(Image point grounding data)
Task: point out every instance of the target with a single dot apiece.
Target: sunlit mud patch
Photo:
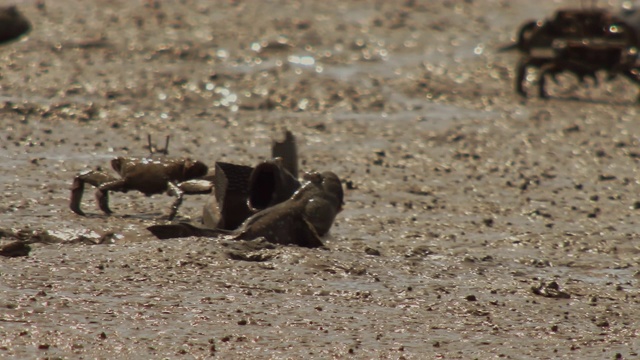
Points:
(59, 236)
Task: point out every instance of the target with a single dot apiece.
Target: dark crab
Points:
(149, 175)
(12, 24)
(577, 41)
(301, 220)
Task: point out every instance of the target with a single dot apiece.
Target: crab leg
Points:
(95, 178)
(174, 190)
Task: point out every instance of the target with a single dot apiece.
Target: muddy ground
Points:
(464, 198)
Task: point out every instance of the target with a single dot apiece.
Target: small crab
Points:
(149, 175)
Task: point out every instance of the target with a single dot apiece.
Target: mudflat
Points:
(476, 224)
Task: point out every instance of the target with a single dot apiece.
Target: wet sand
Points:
(477, 224)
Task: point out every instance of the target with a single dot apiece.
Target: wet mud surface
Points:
(476, 224)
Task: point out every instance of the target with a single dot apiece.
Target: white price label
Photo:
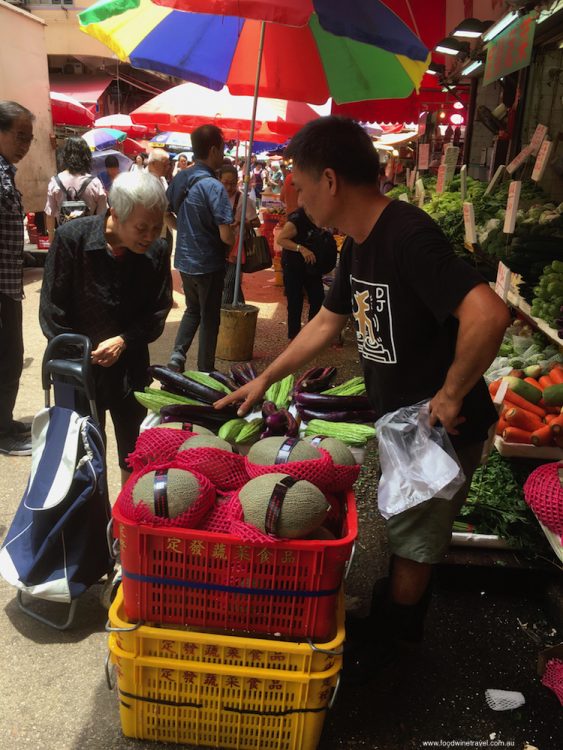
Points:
(502, 283)
(469, 223)
(542, 160)
(512, 206)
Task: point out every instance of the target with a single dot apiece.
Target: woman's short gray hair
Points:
(130, 189)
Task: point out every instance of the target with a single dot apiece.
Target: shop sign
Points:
(512, 206)
(423, 156)
(502, 283)
(511, 50)
(469, 223)
(541, 161)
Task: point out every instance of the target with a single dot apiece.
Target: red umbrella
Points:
(68, 111)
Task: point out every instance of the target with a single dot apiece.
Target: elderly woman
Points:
(108, 277)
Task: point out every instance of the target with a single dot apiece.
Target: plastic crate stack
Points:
(245, 643)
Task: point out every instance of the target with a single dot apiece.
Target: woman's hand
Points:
(108, 352)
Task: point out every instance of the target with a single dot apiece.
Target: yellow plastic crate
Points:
(200, 688)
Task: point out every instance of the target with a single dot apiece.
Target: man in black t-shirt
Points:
(427, 327)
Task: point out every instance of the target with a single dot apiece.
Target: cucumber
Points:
(526, 390)
(553, 395)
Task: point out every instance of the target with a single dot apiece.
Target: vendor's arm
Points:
(286, 240)
(483, 318)
(311, 340)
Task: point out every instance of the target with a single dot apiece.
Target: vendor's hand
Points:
(308, 255)
(108, 352)
(445, 408)
(247, 395)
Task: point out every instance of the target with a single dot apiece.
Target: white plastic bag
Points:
(417, 461)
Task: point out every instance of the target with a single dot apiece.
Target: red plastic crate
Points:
(217, 581)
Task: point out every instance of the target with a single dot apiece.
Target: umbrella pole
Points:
(247, 165)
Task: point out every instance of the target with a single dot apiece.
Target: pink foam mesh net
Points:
(553, 677)
(141, 513)
(226, 470)
(156, 444)
(318, 471)
(544, 494)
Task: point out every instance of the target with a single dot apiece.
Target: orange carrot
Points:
(517, 400)
(556, 424)
(523, 419)
(516, 435)
(545, 381)
(543, 436)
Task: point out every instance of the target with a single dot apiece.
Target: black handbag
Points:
(257, 255)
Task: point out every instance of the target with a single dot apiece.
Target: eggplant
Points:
(368, 416)
(321, 402)
(184, 386)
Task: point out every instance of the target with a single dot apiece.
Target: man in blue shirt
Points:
(201, 212)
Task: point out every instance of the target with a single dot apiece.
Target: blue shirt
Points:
(201, 204)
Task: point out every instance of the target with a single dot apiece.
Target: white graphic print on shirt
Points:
(373, 321)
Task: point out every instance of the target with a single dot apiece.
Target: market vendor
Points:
(108, 278)
(427, 327)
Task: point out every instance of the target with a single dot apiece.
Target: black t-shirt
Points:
(402, 285)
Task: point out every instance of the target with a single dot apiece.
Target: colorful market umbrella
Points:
(122, 122)
(382, 58)
(68, 111)
(102, 138)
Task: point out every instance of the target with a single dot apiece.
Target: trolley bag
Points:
(57, 545)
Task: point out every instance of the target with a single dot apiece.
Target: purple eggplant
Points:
(184, 386)
(323, 402)
(368, 416)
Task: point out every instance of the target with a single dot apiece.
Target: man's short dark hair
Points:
(9, 112)
(111, 161)
(335, 143)
(204, 138)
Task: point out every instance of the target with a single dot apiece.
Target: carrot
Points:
(545, 381)
(543, 436)
(523, 419)
(534, 382)
(516, 400)
(516, 435)
(556, 374)
(556, 425)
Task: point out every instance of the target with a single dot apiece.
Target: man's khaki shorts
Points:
(423, 533)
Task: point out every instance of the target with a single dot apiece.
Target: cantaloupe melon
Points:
(206, 441)
(266, 452)
(302, 506)
(339, 451)
(166, 492)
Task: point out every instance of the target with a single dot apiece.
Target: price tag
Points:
(502, 283)
(423, 156)
(469, 223)
(537, 139)
(519, 159)
(441, 180)
(542, 159)
(463, 177)
(494, 181)
(512, 206)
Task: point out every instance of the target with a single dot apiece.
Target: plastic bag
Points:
(417, 461)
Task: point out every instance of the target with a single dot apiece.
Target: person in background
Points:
(16, 136)
(299, 238)
(201, 212)
(158, 165)
(412, 300)
(108, 175)
(229, 178)
(77, 160)
(108, 278)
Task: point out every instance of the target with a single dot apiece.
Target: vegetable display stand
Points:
(204, 579)
(237, 331)
(221, 690)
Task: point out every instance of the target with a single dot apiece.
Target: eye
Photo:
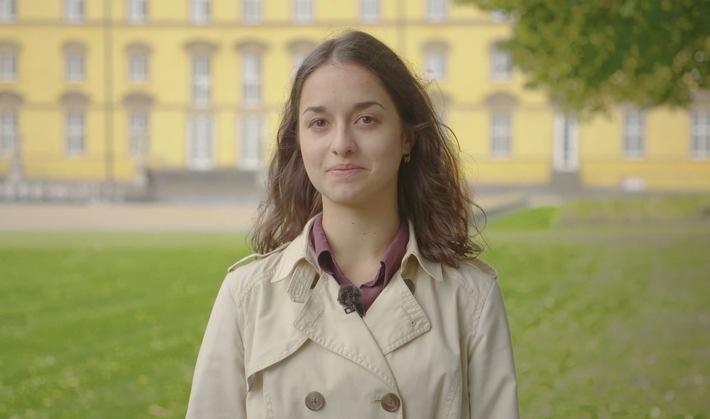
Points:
(318, 123)
(367, 120)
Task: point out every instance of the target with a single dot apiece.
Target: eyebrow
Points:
(358, 106)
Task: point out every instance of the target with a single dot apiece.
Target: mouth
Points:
(345, 169)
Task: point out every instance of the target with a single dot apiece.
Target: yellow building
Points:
(99, 90)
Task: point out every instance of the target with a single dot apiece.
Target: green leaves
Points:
(590, 54)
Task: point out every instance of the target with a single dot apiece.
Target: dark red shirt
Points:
(390, 263)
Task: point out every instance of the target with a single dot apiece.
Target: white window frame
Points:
(435, 64)
(633, 136)
(7, 11)
(74, 66)
(251, 11)
(501, 134)
(501, 64)
(251, 130)
(74, 11)
(436, 10)
(700, 134)
(201, 80)
(137, 11)
(303, 11)
(138, 130)
(200, 11)
(8, 65)
(201, 133)
(297, 58)
(74, 133)
(138, 67)
(370, 11)
(251, 78)
(565, 158)
(8, 132)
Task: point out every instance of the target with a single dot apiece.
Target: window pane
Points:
(500, 134)
(302, 10)
(435, 65)
(201, 83)
(74, 133)
(500, 65)
(250, 142)
(8, 66)
(138, 67)
(7, 10)
(74, 64)
(633, 134)
(251, 10)
(138, 129)
(251, 70)
(8, 132)
(200, 11)
(436, 10)
(370, 10)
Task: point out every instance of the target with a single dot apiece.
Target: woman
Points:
(366, 299)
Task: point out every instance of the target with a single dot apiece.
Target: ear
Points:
(407, 140)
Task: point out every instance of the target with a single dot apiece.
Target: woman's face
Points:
(351, 137)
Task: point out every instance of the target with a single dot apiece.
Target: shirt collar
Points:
(391, 260)
(299, 252)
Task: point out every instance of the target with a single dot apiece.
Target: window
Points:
(8, 132)
(201, 84)
(251, 82)
(200, 11)
(138, 67)
(200, 142)
(74, 66)
(137, 11)
(74, 11)
(436, 10)
(435, 64)
(251, 11)
(250, 141)
(138, 132)
(369, 10)
(700, 134)
(500, 134)
(299, 50)
(634, 121)
(500, 64)
(8, 65)
(74, 133)
(303, 11)
(7, 11)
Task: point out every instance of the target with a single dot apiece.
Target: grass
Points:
(608, 319)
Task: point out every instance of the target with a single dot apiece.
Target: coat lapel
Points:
(396, 318)
(324, 321)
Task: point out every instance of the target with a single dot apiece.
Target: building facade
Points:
(102, 90)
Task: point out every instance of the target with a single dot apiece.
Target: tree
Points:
(590, 54)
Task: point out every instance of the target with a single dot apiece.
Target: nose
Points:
(343, 142)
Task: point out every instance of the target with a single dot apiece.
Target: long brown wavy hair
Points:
(432, 192)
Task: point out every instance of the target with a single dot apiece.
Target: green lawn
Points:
(610, 318)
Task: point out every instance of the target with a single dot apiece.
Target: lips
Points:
(345, 169)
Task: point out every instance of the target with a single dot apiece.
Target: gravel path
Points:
(156, 216)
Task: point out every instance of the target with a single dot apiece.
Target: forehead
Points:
(342, 83)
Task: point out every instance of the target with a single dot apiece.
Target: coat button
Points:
(314, 400)
(390, 402)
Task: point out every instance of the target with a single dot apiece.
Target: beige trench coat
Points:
(434, 344)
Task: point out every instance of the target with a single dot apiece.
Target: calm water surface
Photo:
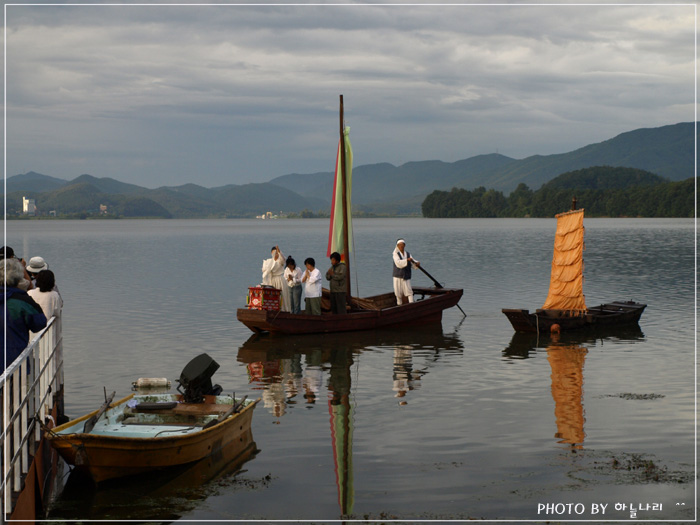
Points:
(455, 421)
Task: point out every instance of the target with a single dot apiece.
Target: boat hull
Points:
(604, 315)
(429, 309)
(105, 457)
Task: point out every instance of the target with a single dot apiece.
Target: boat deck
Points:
(169, 420)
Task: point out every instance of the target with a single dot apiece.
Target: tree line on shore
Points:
(602, 191)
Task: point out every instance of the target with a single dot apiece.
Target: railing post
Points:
(28, 387)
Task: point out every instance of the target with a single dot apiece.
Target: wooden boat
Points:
(367, 313)
(136, 436)
(565, 308)
(147, 432)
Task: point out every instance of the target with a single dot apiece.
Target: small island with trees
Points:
(603, 191)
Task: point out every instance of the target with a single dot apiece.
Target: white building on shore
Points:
(28, 206)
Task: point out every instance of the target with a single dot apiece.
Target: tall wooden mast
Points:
(346, 215)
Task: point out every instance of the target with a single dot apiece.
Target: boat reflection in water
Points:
(287, 367)
(164, 495)
(567, 357)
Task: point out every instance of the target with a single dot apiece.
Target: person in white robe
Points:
(403, 262)
(273, 275)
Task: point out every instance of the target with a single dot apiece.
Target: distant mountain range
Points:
(668, 151)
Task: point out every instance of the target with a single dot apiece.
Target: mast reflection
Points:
(292, 369)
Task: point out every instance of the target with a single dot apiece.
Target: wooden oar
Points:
(230, 411)
(90, 423)
(438, 285)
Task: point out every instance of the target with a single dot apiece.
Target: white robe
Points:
(402, 287)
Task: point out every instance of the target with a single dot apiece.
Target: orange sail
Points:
(566, 282)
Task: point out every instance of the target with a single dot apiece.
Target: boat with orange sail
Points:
(565, 307)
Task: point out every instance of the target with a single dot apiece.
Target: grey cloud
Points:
(130, 90)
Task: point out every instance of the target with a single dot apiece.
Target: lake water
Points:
(449, 422)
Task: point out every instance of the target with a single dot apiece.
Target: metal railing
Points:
(28, 387)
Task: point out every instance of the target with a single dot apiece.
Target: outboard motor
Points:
(195, 378)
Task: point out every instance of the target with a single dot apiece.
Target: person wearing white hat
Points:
(403, 262)
(37, 264)
(34, 267)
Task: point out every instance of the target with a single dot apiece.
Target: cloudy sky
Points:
(219, 94)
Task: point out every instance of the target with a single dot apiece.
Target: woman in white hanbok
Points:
(273, 275)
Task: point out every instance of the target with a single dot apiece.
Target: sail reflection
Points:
(567, 390)
(567, 357)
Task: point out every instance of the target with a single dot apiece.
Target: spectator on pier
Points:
(45, 294)
(36, 265)
(22, 313)
(26, 282)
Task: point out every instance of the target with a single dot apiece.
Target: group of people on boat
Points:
(30, 298)
(284, 274)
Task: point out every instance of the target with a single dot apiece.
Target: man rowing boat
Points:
(403, 262)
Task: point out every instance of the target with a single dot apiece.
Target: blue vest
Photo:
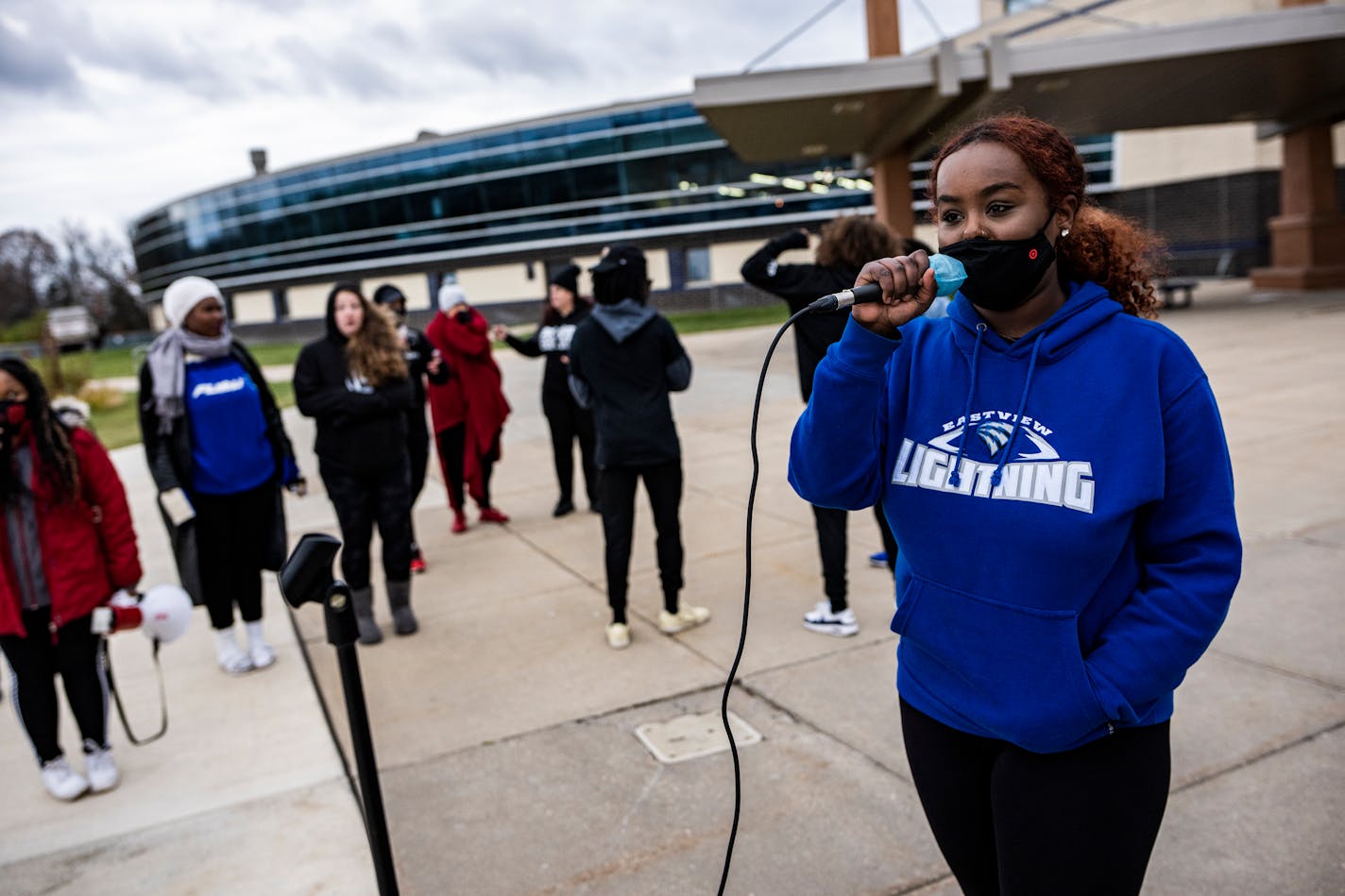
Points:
(229, 447)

TASK GOAL: Quote only the lines that start at the line holding "Target: cloudy sky" and end at the last line of the entries, including both of those lines, and omit every picture.

RESPONSE FOR THIS EXERCISE:
Target: cloudy sky
Points:
(219, 94)
Task: point out every instance of the target with a single dot apiece.
Target: woman in white hanbok
Points:
(273, 275)
Task: point out every instance of the target with a single dot apiece.
Target: sail reflection
Points:
(567, 390)
(567, 357)
Task: point out every instance of the target with a single dot apiece.
Target: spectator on pier
Points:
(45, 294)
(36, 265)
(22, 313)
(26, 282)
Task: point out every instance of the target with a single dot apiece.
Target: group of people on boat
Points:
(30, 298)
(284, 274)
Task: point out every instance of the target with a single dot apiece.
Target: man rowing boat
Points:
(403, 262)
Task: point out every instance of the target with a single dot apiece.
Target: blue vest
Photo:
Points:
(229, 447)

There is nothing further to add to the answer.